## Consigne
Pourriez-vous citer intégralement, mot pour mot, l'article sur Hans Wilsdorf ?

Un historien doute des allégations de nazisme à l’encontre du fondateur de Rolex, Hans Wilsdorf
«Dans les rapports de police que l’on trouve dans les archives, il y a parfois des rumeurs ou des approximations»
MARC PERRENOUD, SPÉCIALISTE DES DOCUMENTS DIPLOMATIQUES SUISSES
Un rapport de police de 1941, mis au jour dans l’ouvrage de Pierre-Yves Donzé sur Rolex, qualifie Hans Wilsdorf de «fervent admirateur du régime hitlérien». L’historien Marc Perrenoud relativise ces allégations et la Fondation Hans Wilsdorf promet l’ouverture d’une enquête
C’est une mention qui figure en pied de la page 122. Dans son ouvrage publié cette semaine sur la marque horlogère Rolex (La Fabrique de l’excellence, Editions Alphil), l’historien Pierre-Yves Donzé évoque le fait qu’en 1941, les autorités britanniques «suspectent Hans Wilsdorf de sympathies pour le régime nazi et lui refusent des visas d’exportation vers le RoyaumeUni pour ses montres».

## Matériau
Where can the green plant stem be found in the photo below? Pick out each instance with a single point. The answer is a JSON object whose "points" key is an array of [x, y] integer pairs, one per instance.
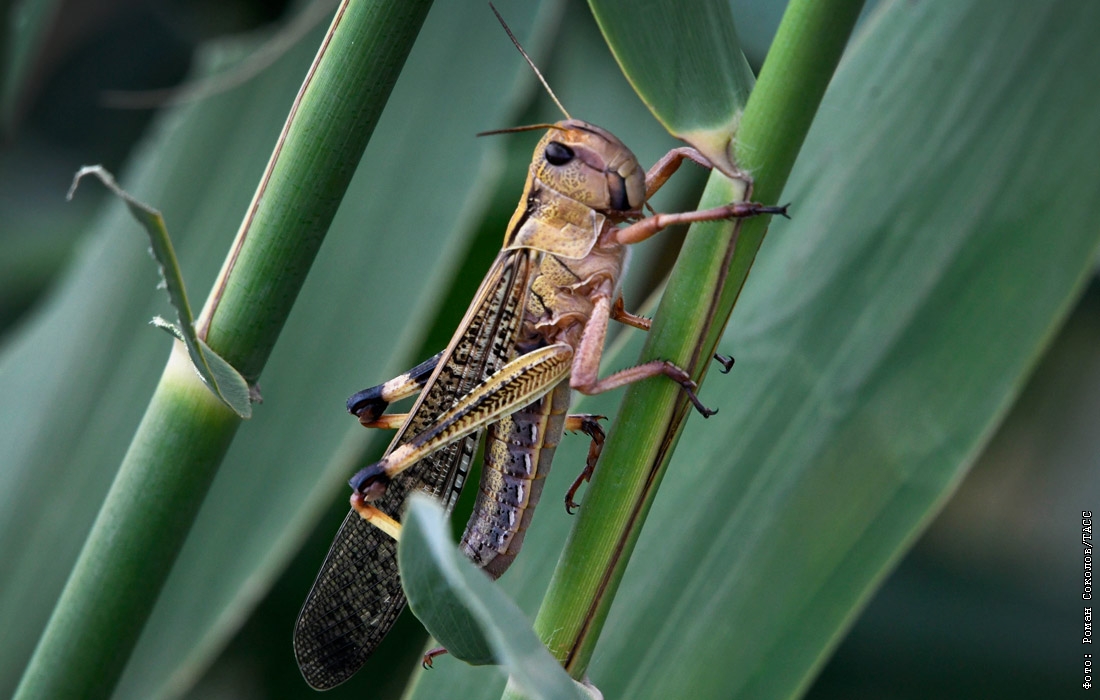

## Résultat de l'exercice
Un historien doute des allégations de nazisme à l’encontre du fondateur de Rolex, Hans Wilsdorf
«Dans les rapports de police que l’on trouve dans les archives, il y a parfois des rumeurs ou des approximations»
MARC PERRENOUD, SPÉCIALISTE DES DOCUMENTS DIPLOMATIQUES SUISSES
Un rapport de police de 1941, mis au jour dans l’ouvrage de Pierre-Yves Donzé sur Rolex, qualifie Hans Wilsdorf de «fervent admirateur du régime hitlérien». L’historien Marc Perrenoud relativise ces allégations et la Fondation Hans Wilsdorf promet l’ouverture d’une enquête
C’est une mention qui figure en pied de la page 122. Dans son ouvrage publié cette semaine sur la marque horlogère Rolex (La Fabrique de l’excellence, Editions Alphil), l’historien Pierre-Yves Donzé évoque le fait qu’en 1941, les autorités britanniques «suspectent Hans Wilsdorf de sympathies pour le régime nazi et lui refusent des visas d’exportation vers le RoyaumeUni pour ses montres».